### Фрагмент документа
───

«Конечно, большевики преступники, мерзавцы, но всё-таки они сила, в них есть вкус к власти и умение действовать — они совсем не то, что мы: безвольные идеологи и слюнявые гуманисты, которым впору не Россией управлять, где без крови не обойдёшься, а разве только чаёвничать да краснобаить». Во сколько же раз в таких речах, несмотря на непримиримое «большевики мерзавцы и преступники», больше внутреннего признания большевизма, чем в самой активной лояльности беспартийного советского «спеца», борющегося за повышение себе жалования как интеллигенту.
Фактическое признание большевиков как наименьшего зла — это еще не обязательно признание. Это возможно даже и как платформа дальнейшей борьбы. Но почитание себя, «интеллигенции» за нечто худшее, чем мерзость и преступление, только потому, что тебе была изначально свойственна вера в человека, совесть и разум, это уже больше чем признание большевизма, это порабощённость и растленность им, это уничтоженность в нём. И психологически это не покаяние и не самокритика, а самодовольство и бесстыдство.
* * *
В самые страшные годы советского режима, когда окончательно обезумевшая шахматная доска марксистски-большевицких выкладок надгробной плитою лежала на всех полях и пахотах России, единственною пробивающеюся из-под неё травкой виднелась, как это ни зазорно и на первый взгляд ни странно сказать, — спекуляция. Спекулянты, и прежде всего спекулянты хлебом — крупные организаторы и эксплуататоры замечательного российского явления — «мешочничества», были совершенно особыми людьми. Среди них редко встречались наши степенные купцы, бойкие лавочники, деревенские мужики, но было среди них очень много беглых матросов, бывалых солдат, гимназистов, воспитанных на борьбе с полицией лапсердачных евреев, цыган-конокрадов и самых разнообразных женщин. Всё это жило в различных частях Москвы: в Замоскворечье, на Балчуке, у Немецкого рынка, около Павелецкого вокзала и во многих других местах. Жили, как это ни странно, не врассыпную, а целыми таборами, целыми лагерями, постоянно откупаясь от большевицких агентов и милиционеров громадными суммами, но одновременно никогда не снимая дозорных постов. И не странно ли, что в эти спекулянтские квартиры интеллигентская молодежь пробиралась с мешками под пальто за хлебом, пшеном и сахаром, совершенно в таком же виде и в таких же ощущениях, как в 1905, 1906 гг. пробиралась на конспиративные квартиры с революционной литературой под полой. А дома совершенно так же, как в 1905 г., ждали старики родители, ежеминутно поглядывая на часы и волнуясь: не перехватили бы милиционеры, не окружили бы квартиры, не арестовали бы...

───

### Представленные записи
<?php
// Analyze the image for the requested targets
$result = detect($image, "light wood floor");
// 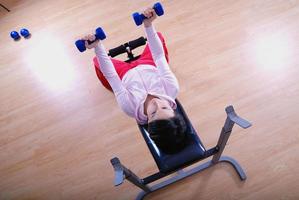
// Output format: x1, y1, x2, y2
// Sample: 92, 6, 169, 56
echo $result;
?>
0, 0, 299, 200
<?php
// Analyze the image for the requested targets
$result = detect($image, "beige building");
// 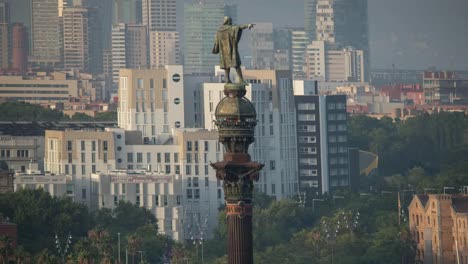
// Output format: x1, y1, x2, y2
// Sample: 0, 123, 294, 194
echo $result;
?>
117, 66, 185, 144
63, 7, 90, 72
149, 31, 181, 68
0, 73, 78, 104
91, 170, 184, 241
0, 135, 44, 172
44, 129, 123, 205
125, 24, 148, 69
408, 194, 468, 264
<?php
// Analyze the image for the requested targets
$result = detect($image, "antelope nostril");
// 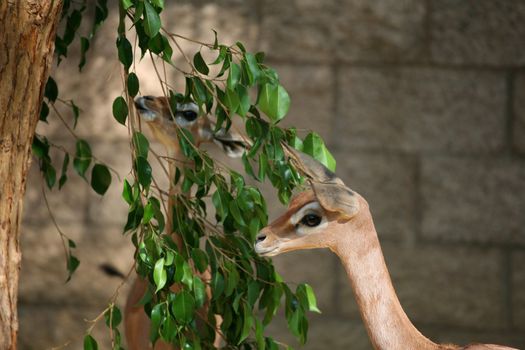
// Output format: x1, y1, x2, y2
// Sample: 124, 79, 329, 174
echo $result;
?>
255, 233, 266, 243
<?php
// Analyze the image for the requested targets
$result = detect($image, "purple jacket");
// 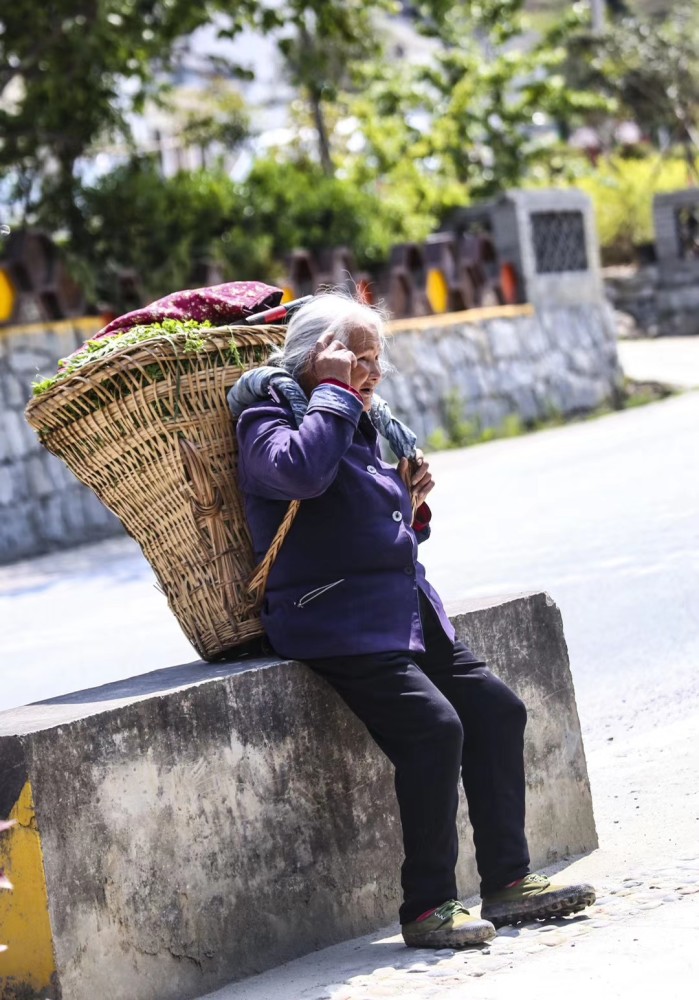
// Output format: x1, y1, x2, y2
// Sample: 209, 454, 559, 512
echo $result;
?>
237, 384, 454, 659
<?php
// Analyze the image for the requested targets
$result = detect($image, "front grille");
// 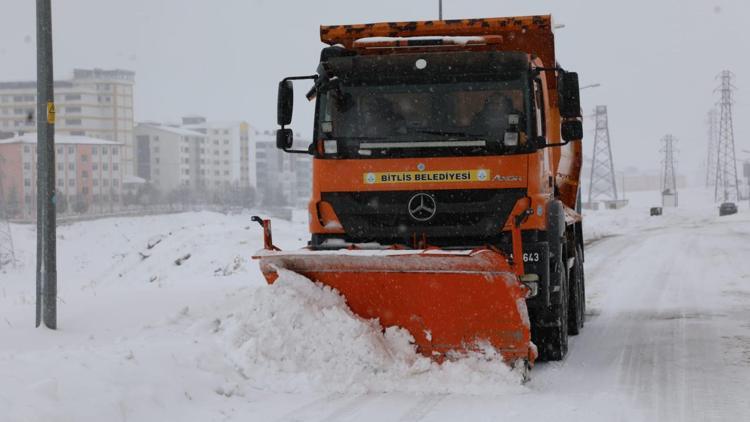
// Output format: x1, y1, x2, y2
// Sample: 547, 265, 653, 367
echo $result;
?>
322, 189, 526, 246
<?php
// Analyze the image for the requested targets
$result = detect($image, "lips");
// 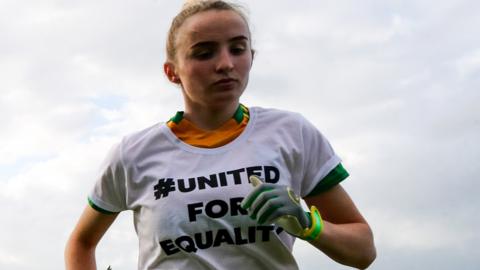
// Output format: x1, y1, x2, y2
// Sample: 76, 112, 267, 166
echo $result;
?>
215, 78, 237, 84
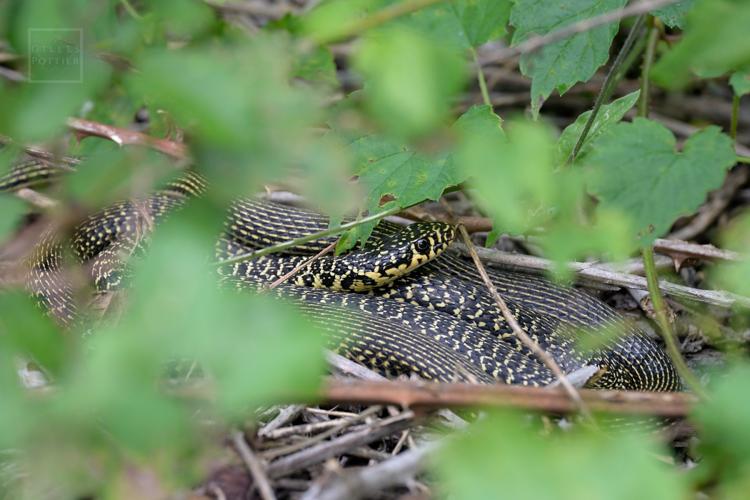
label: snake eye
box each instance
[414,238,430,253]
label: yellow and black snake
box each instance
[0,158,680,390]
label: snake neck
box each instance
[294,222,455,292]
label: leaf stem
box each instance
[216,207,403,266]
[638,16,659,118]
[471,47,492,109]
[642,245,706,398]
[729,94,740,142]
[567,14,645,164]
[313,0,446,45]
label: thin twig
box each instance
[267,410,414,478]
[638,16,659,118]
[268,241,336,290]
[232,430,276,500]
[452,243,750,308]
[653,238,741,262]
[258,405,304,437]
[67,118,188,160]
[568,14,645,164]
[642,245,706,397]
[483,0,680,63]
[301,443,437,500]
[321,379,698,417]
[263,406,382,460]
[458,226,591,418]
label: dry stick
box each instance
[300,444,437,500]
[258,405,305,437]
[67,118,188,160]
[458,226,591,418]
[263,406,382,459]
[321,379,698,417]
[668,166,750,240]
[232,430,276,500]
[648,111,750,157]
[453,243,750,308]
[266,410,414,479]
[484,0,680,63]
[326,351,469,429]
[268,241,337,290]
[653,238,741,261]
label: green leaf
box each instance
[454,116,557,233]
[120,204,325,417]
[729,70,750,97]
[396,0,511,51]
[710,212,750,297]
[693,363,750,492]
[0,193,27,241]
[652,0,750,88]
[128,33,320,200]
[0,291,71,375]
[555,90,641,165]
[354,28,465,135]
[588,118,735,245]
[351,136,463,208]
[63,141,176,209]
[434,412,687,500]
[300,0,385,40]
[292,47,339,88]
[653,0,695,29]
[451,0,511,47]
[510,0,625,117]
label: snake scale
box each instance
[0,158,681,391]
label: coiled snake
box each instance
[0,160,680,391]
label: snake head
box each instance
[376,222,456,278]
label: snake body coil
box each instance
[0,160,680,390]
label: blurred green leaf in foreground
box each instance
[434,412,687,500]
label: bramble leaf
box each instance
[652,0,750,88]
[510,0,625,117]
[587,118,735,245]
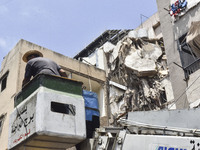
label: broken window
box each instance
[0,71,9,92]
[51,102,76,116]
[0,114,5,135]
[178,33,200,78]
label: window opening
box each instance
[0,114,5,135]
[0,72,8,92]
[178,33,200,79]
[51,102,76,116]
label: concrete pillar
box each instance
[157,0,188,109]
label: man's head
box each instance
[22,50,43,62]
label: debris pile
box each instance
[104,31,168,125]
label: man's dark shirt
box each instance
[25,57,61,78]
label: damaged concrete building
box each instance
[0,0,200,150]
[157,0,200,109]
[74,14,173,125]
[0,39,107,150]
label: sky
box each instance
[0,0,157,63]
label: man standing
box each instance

───

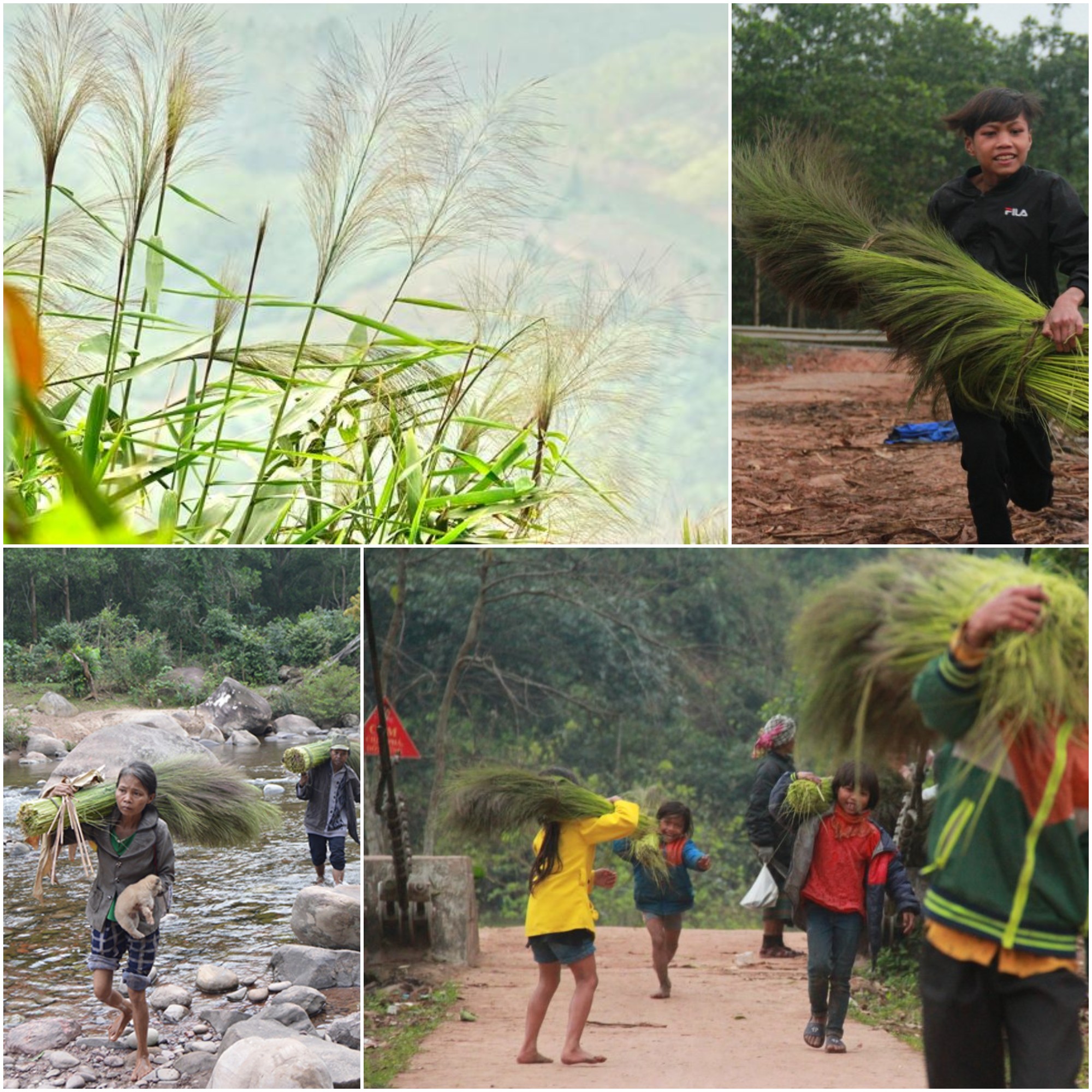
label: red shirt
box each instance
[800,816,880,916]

───

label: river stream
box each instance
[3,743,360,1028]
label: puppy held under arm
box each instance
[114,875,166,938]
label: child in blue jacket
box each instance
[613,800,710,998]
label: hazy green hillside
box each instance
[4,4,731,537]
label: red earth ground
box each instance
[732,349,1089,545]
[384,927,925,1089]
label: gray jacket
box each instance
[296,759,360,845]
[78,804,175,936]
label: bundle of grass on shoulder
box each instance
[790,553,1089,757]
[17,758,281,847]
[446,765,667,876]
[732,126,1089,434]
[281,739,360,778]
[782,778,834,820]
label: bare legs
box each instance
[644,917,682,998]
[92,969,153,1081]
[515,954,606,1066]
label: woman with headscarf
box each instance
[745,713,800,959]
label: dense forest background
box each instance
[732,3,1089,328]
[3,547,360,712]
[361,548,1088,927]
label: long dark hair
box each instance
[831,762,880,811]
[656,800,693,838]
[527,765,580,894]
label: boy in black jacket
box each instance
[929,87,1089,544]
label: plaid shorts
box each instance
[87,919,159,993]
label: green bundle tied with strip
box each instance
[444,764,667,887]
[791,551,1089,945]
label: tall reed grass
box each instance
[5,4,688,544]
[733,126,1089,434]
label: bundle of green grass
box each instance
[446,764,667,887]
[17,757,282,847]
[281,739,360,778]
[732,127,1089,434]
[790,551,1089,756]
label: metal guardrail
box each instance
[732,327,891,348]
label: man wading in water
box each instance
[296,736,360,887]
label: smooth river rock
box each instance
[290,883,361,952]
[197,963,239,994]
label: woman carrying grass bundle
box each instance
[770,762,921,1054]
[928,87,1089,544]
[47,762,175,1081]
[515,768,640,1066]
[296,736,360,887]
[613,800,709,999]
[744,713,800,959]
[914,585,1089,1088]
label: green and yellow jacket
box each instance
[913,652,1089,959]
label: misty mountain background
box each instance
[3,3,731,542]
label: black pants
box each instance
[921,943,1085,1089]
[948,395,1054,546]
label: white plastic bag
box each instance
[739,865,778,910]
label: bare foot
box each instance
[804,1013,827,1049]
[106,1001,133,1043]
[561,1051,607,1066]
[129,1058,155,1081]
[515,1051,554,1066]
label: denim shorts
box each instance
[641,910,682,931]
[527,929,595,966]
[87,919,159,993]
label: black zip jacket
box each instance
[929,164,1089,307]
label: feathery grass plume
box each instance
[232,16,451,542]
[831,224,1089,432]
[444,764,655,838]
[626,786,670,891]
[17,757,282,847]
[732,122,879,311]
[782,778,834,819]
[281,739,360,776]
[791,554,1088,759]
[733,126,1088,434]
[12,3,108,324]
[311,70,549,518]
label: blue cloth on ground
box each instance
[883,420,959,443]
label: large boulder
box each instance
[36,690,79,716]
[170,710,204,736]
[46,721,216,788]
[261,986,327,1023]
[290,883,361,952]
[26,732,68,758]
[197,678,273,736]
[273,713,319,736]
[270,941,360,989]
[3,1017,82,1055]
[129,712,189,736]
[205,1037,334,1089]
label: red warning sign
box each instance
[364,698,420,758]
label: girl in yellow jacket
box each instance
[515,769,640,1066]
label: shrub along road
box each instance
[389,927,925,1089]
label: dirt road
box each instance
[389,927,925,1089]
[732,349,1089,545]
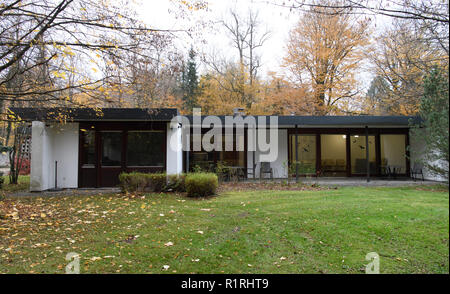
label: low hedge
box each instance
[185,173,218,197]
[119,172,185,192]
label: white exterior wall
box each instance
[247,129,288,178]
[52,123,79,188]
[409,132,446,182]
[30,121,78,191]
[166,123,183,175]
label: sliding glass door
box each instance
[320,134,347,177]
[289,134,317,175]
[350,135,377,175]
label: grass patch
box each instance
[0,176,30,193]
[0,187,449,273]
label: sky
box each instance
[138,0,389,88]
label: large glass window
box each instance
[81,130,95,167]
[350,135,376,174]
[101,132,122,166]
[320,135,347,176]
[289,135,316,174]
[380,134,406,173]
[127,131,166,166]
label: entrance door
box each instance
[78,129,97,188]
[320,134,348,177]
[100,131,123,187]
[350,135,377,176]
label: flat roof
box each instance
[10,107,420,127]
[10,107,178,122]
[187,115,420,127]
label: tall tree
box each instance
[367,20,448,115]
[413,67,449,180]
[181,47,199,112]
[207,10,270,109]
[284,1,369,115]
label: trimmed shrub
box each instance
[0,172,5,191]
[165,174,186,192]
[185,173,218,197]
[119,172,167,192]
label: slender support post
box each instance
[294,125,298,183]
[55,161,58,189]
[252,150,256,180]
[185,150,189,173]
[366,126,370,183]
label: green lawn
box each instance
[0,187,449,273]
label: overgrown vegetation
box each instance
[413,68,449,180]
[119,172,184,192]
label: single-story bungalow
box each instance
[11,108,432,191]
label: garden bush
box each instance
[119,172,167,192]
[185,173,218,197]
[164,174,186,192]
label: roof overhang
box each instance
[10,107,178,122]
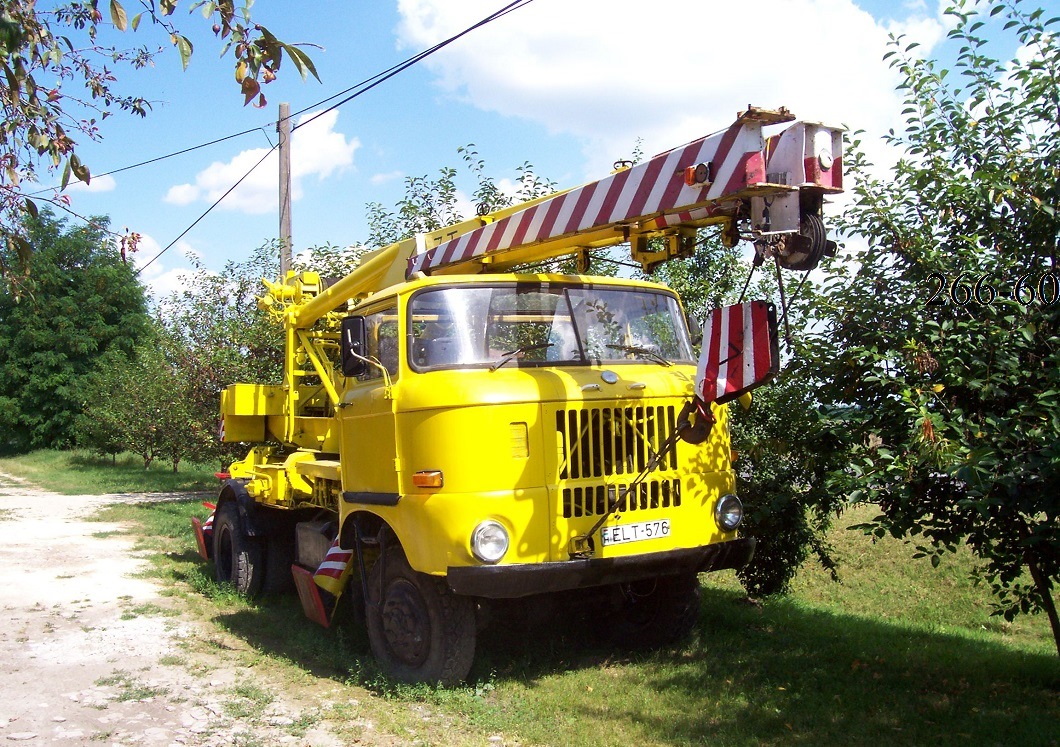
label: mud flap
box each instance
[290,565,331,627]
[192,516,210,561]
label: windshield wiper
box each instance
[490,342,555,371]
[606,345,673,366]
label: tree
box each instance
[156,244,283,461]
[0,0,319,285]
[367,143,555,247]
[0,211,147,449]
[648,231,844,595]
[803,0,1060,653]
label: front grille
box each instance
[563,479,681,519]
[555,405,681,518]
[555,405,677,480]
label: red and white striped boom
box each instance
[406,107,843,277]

───

### Задания
1 – С чем во фрагменте документа сравнивается то, как интеллигентская молодежь пробиралась в спекулянтские квартиры за хлебом, пшеном и сахаром?
2 – Напишите следующую часть фрагмента документа, начав сразу после его последнего предложения.

### Ответы по заданиям
1 – С тем, как в 1905–1906 гг. она пробиралась на конспиративные квартиры с революционной литературой под полой.

2 –
Действительно, революции нужно было окончательно сойти с ума, чтобы превратить спекулянта в революционера и пшено в динамит.
Помню, как, нагруженные пшеном, возвращались мы с санитарных поездов. Уже пробраться к ним было часто очень нелегко. Санитарные поезда всегда останавливались очень далеко от вокзалов. Бесконечное количество путей, бесконечное количество поездов. Спросить никого нельзя. Рассказ, на основании которого идешь, — тёмен.
«Выйдете в тупик, там забор. В заборе выбиты две доски, в эту дыру не ходите, там раньше ходили, теперь сторожат. За эту дыру идите саженей сто, там щупайте: доска отшита, только прислонена. Вы прямо в эту доску, тут же недалеко тропочка вниз, вы ступайте прямо на красный фонарь и на 5-х или 6-х путях он и стоит, если не перевели. Там сами увидите, вагоны такие облезлые... Только не ошибитесь, с одного вчера прямо на Лубянку отправили...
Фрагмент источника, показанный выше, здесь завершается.